**TEXT PROVIDED:**

● ● ● ●

[Elecraft] EH antenna??
Ron D'Eau Claire
[email protected]
Sat Feb 22 20:13:01 2003
> What's an EH antenna?
>
> Regards,
> Helm. WB2ADT [K2, 2698]
I don't pretend to be an antenna engineer so when I first heard about
them I went looking for information.
There's what claims to be a detailed description at
http://www.eh-antenna.com/documents/EH_ANTENNA_DEFINITION.pdf
I don't know if these are the originators, so I can't say if the is the
definitive write up on the subject.
I read I carefully and decided I was an ol' hound dawg chasing my tail.
It divides antennas into two categories, Hertzian and EH. The "EH" of
course is the "new concept".
They forgot (or didn't know about) Marconi antennas, which were the
first and still possibly the most common antenna in use for
communications today. A Marconi, of course, is fundamentally a 1/4 wave
radiator that uses an "earth image" to resonate. A Hertzian antenna is,
fundamentally, a half wave radiator that operates independently of the
earth. The Hertz is the oldest antenna, of course, being what Hertz
himself used to demonstrate the propagation of electromagnetic waves.
The problem is that Hertzian antennas become very big at low
frequencies. Hertz used a half-wave loop at about 50 MHz for his
experiments.

● ● ● ●

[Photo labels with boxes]
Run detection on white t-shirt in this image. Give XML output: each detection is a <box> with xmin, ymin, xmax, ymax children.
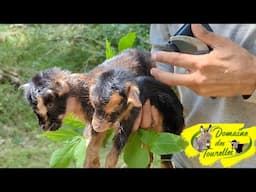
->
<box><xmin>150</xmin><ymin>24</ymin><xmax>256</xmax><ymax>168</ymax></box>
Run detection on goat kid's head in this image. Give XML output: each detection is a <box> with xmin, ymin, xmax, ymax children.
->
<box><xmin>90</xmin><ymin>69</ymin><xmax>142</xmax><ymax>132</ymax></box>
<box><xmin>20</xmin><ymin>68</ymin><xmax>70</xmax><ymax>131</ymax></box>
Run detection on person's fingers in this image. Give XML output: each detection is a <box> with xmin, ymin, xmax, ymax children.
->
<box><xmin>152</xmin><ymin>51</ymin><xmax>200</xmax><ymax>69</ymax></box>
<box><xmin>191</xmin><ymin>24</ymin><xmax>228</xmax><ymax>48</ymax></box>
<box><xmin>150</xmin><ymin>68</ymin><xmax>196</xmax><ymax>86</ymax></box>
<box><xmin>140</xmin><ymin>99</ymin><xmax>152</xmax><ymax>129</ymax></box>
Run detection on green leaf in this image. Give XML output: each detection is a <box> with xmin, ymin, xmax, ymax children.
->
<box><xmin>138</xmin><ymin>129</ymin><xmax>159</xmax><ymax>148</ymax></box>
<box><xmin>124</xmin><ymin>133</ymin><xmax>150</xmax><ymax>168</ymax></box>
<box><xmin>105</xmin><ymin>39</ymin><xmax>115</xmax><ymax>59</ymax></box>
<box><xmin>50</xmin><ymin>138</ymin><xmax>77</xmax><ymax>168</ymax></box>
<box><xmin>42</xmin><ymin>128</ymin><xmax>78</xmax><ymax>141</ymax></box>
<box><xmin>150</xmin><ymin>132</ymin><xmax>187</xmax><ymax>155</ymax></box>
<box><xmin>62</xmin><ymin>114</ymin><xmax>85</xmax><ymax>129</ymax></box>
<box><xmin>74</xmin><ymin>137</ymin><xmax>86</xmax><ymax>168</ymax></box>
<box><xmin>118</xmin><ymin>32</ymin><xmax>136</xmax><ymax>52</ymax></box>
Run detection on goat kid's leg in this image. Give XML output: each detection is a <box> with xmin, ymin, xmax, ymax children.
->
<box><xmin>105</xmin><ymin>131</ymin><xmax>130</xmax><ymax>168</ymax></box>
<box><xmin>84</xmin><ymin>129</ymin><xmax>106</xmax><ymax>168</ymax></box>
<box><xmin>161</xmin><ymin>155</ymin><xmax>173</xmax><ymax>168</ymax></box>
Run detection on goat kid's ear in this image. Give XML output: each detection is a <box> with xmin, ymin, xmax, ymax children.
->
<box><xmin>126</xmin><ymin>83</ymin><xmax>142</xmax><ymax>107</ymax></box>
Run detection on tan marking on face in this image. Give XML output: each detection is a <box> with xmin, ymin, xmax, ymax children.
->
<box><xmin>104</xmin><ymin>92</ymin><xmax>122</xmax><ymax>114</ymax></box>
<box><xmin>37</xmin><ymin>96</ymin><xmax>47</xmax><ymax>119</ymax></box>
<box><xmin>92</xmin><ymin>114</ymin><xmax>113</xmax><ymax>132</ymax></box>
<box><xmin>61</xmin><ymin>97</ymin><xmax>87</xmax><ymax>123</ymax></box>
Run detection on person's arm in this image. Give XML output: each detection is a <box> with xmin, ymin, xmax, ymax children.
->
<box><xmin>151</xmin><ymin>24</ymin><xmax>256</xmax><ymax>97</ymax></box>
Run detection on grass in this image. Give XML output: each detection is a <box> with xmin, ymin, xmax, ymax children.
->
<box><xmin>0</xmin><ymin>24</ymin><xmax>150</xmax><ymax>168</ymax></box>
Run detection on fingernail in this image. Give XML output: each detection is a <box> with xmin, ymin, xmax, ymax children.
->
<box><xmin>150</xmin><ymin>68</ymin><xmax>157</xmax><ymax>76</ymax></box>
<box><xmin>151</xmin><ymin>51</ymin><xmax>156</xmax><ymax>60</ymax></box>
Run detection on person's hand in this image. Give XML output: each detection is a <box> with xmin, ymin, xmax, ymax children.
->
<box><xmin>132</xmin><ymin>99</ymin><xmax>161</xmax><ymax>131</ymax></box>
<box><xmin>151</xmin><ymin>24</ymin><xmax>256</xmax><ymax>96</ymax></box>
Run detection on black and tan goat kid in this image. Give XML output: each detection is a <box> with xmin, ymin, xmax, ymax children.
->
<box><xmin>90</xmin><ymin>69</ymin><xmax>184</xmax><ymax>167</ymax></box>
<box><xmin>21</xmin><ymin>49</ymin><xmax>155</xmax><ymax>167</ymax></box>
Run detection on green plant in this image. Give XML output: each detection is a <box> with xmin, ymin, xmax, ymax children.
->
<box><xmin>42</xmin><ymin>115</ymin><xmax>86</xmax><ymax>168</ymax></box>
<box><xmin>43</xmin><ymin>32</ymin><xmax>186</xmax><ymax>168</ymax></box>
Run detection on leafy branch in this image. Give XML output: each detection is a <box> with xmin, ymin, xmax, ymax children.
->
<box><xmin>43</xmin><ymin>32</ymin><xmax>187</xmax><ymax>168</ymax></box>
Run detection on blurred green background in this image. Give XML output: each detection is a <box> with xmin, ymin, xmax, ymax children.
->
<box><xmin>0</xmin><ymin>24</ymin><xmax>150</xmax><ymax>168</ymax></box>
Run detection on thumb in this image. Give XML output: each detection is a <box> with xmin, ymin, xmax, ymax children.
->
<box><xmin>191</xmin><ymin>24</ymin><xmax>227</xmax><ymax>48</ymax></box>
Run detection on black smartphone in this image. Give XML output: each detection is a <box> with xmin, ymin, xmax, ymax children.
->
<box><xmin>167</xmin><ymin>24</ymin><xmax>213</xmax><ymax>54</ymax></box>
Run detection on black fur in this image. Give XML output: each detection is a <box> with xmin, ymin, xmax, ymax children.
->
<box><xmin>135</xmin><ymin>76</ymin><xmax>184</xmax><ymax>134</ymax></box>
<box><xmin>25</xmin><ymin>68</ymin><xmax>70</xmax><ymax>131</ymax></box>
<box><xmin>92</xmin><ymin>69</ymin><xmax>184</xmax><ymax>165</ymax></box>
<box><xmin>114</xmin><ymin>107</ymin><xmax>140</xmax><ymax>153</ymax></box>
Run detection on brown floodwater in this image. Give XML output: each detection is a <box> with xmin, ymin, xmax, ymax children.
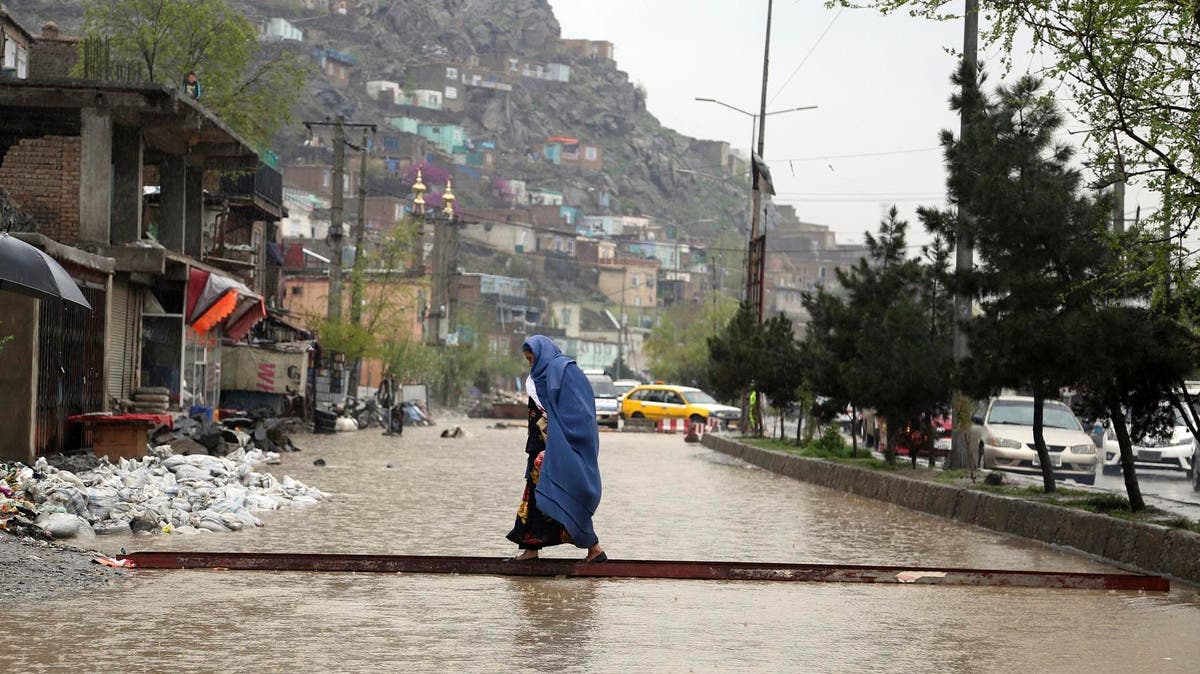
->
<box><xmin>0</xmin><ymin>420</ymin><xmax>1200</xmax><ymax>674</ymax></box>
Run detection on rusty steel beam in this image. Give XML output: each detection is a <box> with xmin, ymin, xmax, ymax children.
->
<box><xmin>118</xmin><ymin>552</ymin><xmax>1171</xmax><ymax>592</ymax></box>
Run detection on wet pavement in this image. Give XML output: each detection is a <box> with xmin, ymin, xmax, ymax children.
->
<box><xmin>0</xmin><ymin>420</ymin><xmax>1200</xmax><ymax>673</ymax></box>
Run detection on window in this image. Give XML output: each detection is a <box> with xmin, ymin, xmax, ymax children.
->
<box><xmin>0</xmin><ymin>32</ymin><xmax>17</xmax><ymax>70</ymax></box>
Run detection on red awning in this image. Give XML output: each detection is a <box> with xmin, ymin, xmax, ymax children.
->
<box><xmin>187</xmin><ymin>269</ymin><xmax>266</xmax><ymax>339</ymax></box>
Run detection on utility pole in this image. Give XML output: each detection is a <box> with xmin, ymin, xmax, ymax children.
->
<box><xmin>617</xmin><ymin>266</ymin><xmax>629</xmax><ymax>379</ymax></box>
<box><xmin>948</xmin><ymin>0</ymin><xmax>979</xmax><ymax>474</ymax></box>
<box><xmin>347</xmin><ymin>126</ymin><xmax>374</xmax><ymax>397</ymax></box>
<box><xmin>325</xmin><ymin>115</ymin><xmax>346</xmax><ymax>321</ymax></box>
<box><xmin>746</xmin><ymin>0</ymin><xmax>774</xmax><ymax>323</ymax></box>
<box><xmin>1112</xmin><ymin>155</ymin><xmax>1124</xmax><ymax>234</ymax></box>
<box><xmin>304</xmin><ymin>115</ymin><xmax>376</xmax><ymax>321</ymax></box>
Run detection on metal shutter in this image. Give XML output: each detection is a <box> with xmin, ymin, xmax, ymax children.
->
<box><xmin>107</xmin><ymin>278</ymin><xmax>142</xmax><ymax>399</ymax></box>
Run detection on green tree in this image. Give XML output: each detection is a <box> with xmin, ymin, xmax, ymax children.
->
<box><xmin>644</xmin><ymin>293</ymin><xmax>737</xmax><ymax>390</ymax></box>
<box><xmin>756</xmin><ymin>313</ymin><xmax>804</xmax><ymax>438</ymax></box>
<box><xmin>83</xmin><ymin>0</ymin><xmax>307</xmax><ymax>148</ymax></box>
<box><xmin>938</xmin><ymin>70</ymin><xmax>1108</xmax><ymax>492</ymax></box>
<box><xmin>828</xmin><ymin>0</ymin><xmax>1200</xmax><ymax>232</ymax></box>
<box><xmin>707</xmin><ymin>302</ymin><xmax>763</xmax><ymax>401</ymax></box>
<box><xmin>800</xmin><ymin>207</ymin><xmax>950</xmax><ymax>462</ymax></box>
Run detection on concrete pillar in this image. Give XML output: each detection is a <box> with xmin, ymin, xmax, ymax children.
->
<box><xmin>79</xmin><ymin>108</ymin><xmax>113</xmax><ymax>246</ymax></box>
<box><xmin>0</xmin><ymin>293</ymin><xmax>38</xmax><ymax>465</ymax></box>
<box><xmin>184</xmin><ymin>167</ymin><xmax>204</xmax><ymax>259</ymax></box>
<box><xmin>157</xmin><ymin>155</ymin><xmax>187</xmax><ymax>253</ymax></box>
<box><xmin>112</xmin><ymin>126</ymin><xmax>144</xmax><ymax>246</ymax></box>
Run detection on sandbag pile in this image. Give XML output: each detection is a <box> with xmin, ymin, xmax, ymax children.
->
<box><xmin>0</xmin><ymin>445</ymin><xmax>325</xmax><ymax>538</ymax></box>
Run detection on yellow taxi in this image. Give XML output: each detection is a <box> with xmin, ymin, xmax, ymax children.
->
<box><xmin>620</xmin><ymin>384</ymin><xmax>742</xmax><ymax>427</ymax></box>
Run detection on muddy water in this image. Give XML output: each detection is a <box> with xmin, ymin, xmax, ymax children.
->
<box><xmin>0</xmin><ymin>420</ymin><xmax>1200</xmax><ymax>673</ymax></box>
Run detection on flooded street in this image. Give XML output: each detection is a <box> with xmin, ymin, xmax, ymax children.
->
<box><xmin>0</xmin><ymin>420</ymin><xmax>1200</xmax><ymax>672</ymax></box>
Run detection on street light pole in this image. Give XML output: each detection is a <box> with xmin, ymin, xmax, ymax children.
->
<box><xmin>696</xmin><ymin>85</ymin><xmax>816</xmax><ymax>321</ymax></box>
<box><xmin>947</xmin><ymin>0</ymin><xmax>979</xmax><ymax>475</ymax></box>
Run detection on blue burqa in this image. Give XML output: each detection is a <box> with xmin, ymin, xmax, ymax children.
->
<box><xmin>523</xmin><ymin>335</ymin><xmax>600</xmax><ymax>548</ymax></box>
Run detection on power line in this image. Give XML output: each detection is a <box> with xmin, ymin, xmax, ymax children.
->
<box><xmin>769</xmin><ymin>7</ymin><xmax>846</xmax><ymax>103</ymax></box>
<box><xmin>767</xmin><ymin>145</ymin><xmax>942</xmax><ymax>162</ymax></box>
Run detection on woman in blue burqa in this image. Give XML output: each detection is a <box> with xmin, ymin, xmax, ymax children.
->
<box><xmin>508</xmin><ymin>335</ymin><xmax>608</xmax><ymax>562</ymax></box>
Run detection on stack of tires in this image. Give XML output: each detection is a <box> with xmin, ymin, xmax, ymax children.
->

● ● ● ●

**REQUEST A:**
Using the EH antenna post, say whether each statement agrees with it, answering yes or no and quoting the words that decide it: (i) The writer is unsure whether the linked description comes from the originators. (ii) The linked description sorts antennas into three categories. (iii) Hertz ran his experiments with a half-wave loop at about 50 MHz.
**REQUEST B:**
Write down the EH antenna post word for word, starting at "It divides antennas" and ending at "experiments.".
The records have nothing to do with this.

**EXPECTED OUTPUT A:**
(i) Yes: "I don't know if these are the originators"
(ii) No: "It divides antennas into two categories, Hertzian and EH."
(iii) Yes: "Hertz used a half-wave loop at about 50 MHz for his experiments."

**EXPECTED OUTPUT B:**
It divides antennas into two categories, Hertzian and EH. The "EH" of
course is the "new concept".
They forgot (or didn't know about) Marconi antennas, which were the
first and still possibly the most common antenna in use for
communications today. A Marconi, of course, is fundamentally a 1/4 wave
radiator that uses an "earth image" to resonate. A Hertzian antenna is,
fundamentally, a half wave radiator that operates independently of the
earth. The Hertz is the oldest antenna, of course, being what Hertz
himself used to demonstrate the propagation of electromagnetic waves.
The problem is that Hertzian antennas become very big at low
frequencies. Hertz used a half-wave loop at about 50 MHz for his
experiments.